#### WHAT THIS TASK INVOLVES
Below is a listing from which only part is wanted; return exactly the lines from the one with "box: [138, 293, 153, 343]" up to and including the one with "328L149 343L153 332L151".

#### PROVIDED MATERIAL
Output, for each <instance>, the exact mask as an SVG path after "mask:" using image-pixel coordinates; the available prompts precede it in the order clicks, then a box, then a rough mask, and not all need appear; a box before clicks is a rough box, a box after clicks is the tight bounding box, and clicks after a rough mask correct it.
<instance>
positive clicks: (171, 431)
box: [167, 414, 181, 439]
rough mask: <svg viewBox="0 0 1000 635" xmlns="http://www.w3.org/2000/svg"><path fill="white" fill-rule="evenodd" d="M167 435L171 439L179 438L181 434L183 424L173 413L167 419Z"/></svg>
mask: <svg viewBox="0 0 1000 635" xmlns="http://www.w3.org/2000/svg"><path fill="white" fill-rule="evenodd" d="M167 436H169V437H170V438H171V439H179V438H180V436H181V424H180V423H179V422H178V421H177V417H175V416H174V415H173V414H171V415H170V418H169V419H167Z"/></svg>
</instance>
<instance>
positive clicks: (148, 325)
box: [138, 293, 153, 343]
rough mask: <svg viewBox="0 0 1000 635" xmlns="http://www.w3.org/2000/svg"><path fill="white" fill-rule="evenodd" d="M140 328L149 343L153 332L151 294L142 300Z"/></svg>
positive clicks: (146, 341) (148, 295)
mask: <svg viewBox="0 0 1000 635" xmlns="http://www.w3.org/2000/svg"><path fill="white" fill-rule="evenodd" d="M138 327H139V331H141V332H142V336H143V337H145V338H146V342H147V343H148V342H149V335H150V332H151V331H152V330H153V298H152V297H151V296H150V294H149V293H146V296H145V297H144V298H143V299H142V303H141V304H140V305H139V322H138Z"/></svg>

#### SOLVED EXERCISE
box: [138, 293, 153, 343]
rough mask: <svg viewBox="0 0 1000 635" xmlns="http://www.w3.org/2000/svg"><path fill="white" fill-rule="evenodd" d="M140 328L149 343L153 332L151 294L142 300Z"/></svg>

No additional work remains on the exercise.